(OBJECTIVE)
Put each of the rows below into a numbered list, and omit any blank lines.

Extracted rows
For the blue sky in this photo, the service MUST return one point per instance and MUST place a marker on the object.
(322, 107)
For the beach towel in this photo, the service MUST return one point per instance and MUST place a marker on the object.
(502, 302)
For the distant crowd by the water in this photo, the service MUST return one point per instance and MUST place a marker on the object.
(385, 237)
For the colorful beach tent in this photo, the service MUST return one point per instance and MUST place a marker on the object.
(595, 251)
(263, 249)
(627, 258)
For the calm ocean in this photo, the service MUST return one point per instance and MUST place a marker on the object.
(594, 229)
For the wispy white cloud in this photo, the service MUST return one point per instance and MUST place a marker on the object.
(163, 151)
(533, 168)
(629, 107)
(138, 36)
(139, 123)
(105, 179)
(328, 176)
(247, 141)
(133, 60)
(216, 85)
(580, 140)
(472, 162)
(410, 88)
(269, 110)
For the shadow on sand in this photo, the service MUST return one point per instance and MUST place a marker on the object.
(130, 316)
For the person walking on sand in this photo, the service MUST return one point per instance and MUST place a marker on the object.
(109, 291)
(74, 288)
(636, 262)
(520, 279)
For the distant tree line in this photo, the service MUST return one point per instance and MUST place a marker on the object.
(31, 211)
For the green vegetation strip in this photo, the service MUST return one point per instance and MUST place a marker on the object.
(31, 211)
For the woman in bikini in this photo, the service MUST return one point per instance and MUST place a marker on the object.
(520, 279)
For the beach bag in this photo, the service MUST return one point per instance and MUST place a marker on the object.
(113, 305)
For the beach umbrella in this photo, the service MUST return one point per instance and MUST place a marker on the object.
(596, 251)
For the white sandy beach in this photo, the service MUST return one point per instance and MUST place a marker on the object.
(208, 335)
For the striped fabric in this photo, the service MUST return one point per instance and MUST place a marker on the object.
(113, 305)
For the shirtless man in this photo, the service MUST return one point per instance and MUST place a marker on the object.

(REPLY TO THE TASK)
1. For the blue sky in this photo, the service MUST return one point per instance and MUST place a marker on the object.
2. (322, 107)
3. For the beach towel in this photo, the service MUST return one point per instance and MUST place a marker on the object.
4. (502, 302)
5. For the distant crowd by the water in this photo, the service MUST return one point per instance and MUST place a marker on the object.
6. (385, 237)
7. For the colorful beach tent in this photo, the service MUST return one point per instance and MUST place a marker on the object.
8. (595, 251)
9. (263, 249)
10. (627, 258)
11. For the calm ocean in this photo, the service MUST return one point per instance and MUST place a marker on the object.
12. (594, 229)
13. For the wispy white cloud in this photo, the service MUST return one point per instance and MUST place a marker on the object.
14. (163, 151)
15. (533, 168)
16. (629, 107)
17. (138, 36)
18. (139, 123)
19. (105, 179)
20. (328, 176)
21. (247, 141)
22. (133, 60)
23. (216, 85)
24. (580, 140)
25. (472, 162)
26. (410, 88)
27. (269, 110)
28. For the shadow on sand in this photo, the service MUST return one point per instance and MUST place a marker on the object.
29. (130, 316)
30. For the person walking on sand in this photo, the service MUST return one point per instance and MUST place a marker on the object.
31. (109, 291)
32. (74, 288)
33. (636, 262)
34. (520, 279)
35. For the distant tree line in this photo, the service MUST return one point per instance and MUST place a marker on the object.
36. (31, 211)
37. For the green vegetation strip in this photo, the service MUST return one point per instance and MUST place a marker on the object.
38. (31, 211)
39. For the woman in bikini in this photo, the service MUST return one point per instance and MUST place a marker on the object.
40. (520, 279)
41. For the beach bag in this photo, the service MUST return one point per instance and MUST place a marker on the object.
42. (113, 305)
43. For the beach umbrella in this photo, the service MUST return one point per instance and MUST place a marker on the object.
44. (596, 251)
45. For the white sandy beach in this photo, the service MUST return one point per instance and MUST place a marker on the object.
46. (208, 335)
47. For the striped fabric in this photo, the service MUST return one point per instance and MUST place a marker on the object.
48. (113, 305)
49. For the shirtless man in this photo, the service MUST return one point per instance and MUST place a marker on the object.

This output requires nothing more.